Output each line of the records below as a JSON list of strings, one string per line, and omit any blank lines.

_Input rows_
────────

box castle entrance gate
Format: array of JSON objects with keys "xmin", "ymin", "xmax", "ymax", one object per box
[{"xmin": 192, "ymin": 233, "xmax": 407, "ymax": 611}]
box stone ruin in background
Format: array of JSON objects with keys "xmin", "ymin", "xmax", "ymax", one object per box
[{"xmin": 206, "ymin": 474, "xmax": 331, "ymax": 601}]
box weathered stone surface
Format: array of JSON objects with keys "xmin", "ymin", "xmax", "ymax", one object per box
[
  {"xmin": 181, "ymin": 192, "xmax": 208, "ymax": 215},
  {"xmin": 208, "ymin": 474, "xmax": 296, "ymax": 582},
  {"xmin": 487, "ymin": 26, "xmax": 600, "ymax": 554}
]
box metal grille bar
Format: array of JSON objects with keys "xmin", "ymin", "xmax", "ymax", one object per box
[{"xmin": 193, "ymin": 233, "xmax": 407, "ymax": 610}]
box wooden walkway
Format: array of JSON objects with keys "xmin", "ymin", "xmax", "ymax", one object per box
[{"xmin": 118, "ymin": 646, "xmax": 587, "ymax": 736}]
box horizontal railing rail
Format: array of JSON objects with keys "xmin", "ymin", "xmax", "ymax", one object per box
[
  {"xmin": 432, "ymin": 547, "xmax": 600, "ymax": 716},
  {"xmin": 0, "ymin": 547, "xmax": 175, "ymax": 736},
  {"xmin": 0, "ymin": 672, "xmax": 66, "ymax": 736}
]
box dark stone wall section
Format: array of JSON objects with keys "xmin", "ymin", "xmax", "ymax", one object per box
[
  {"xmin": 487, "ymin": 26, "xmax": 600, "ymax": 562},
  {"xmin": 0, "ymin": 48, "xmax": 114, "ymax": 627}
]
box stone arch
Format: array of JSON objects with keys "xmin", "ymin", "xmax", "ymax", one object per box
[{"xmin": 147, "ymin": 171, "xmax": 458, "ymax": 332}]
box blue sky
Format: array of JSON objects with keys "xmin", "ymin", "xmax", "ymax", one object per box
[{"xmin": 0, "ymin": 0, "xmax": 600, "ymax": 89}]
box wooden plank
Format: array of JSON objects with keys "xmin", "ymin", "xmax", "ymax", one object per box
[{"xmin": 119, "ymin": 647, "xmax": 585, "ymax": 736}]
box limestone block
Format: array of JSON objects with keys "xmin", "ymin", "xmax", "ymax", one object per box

────────

_Task result_
[
  "box castle entrance gate",
  "Format: array of JSON objects with keys \"xmin\", \"ymin\", \"xmax\", \"ymax\", one object per box",
  "[{\"xmin\": 192, \"ymin\": 233, \"xmax\": 407, \"ymax\": 611}]",
  "box stone ruin in background",
  "Format: array of JSON objects with keys \"xmin\", \"ymin\", \"xmax\", \"ymax\", one object per box",
  "[{\"xmin\": 206, \"ymin\": 474, \"xmax\": 331, \"ymax\": 601}]",
  "box weathered stone surface",
  "Format: array of JSON objects with keys \"xmin\", \"ymin\", \"xmax\", \"ymax\", one object per box",
  "[",
  "  {\"xmin\": 181, \"ymin\": 192, \"xmax\": 208, \"ymax\": 215},",
  "  {\"xmin\": 208, \"ymin\": 474, \"xmax\": 296, \"ymax\": 582},",
  "  {\"xmin\": 487, \"ymin\": 26, \"xmax\": 600, \"ymax\": 554}",
  "]",
  "box metal grille bar",
  "Format: array of JSON objects with keys \"xmin\", \"ymin\", \"xmax\", \"ymax\", one object per box",
  "[{\"xmin\": 193, \"ymin\": 233, \"xmax\": 407, \"ymax\": 610}]",
  "box wooden walkway",
  "Format: array of JSON objects with keys \"xmin\", \"ymin\", \"xmax\", \"ymax\", one object per box",
  "[{\"xmin\": 118, \"ymin\": 646, \"xmax\": 587, \"ymax\": 736}]",
  "box horizontal railing rail",
  "Format: array of JSON objects with keys \"xmin\", \"ymin\", \"xmax\", \"ymax\", one object per box",
  "[",
  "  {\"xmin\": 432, \"ymin\": 547, \"xmax\": 600, \"ymax\": 716},",
  "  {\"xmin\": 0, \"ymin\": 547, \"xmax\": 175, \"ymax\": 736},",
  "  {\"xmin\": 0, \"ymin\": 672, \"xmax\": 66, \"ymax\": 736}",
  "]",
  "box dark stone wall section",
  "Format: array of JSON objects with keys \"xmin\", \"ymin\", \"xmax\", \"ymax\", one object per box",
  "[",
  "  {\"xmin\": 487, \"ymin\": 26, \"xmax\": 600, \"ymax\": 562},",
  "  {\"xmin\": 0, \"ymin\": 48, \"xmax\": 114, \"ymax\": 627}",
  "]",
  "box stone arch",
  "Format: array of JSON objects with keys \"xmin\", \"ymin\", \"xmax\", \"ymax\", one object per box",
  "[{\"xmin\": 147, \"ymin\": 171, \"xmax\": 458, \"ymax\": 332}]",
  "box blue sky",
  "Format: array of JSON objects with keys \"xmin\", \"ymin\", \"xmax\", \"ymax\", one object per box",
  "[{\"xmin\": 0, \"ymin\": 0, \"xmax\": 600, \"ymax\": 89}]",
  "box wooden plank",
  "Format: array of JSON objects with keys \"xmin\", \"ymin\", \"xmax\", \"ymax\", one object per box",
  "[{\"xmin\": 119, \"ymin\": 647, \"xmax\": 585, \"ymax\": 736}]",
  "box limestone block",
  "Format: array of JSON objects with keys \"xmin\", \"ymin\", \"xmax\", \"ymax\", one object per box"
]